### TASK DETAILS
Set every record down again, identical to the original.
BEGIN SUPPLIED DATA
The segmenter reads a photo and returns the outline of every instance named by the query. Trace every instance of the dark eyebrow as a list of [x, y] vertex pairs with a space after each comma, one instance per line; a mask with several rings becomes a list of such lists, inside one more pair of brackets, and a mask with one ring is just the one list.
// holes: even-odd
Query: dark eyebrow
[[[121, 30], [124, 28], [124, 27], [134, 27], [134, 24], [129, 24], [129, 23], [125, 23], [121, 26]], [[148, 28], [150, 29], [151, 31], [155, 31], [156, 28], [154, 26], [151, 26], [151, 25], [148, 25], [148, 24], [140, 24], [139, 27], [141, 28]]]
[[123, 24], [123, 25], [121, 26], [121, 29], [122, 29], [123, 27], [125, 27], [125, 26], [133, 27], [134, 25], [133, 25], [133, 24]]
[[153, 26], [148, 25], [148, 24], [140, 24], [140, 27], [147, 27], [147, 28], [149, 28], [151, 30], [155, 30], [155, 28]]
END SUPPLIED DATA
### REPLY
The segmenter reads a photo and returns the outline of every instance named by the query. Trace every instance of the dark eyebrow as a list of [x, y] vertex pairs with a space after each comma, one instance per line; a mask with several rings becomes a list of such lists, inside one more pair of brackets, and a mask with one ring is just the one list.
// holes: even-odd
Query: dark eyebrow
[[[121, 30], [124, 28], [124, 27], [134, 27], [134, 24], [129, 24], [129, 23], [125, 23], [121, 26]], [[148, 28], [150, 29], [151, 31], [155, 31], [156, 28], [154, 26], [151, 26], [151, 25], [148, 25], [148, 24], [140, 24], [139, 27], [141, 28]]]
[[123, 24], [123, 25], [121, 26], [121, 29], [122, 29], [123, 27], [125, 27], [125, 26], [133, 27], [134, 25], [133, 25], [133, 24]]
[[153, 26], [148, 25], [148, 24], [140, 24], [140, 27], [147, 27], [147, 28], [149, 28], [151, 30], [155, 30], [155, 28]]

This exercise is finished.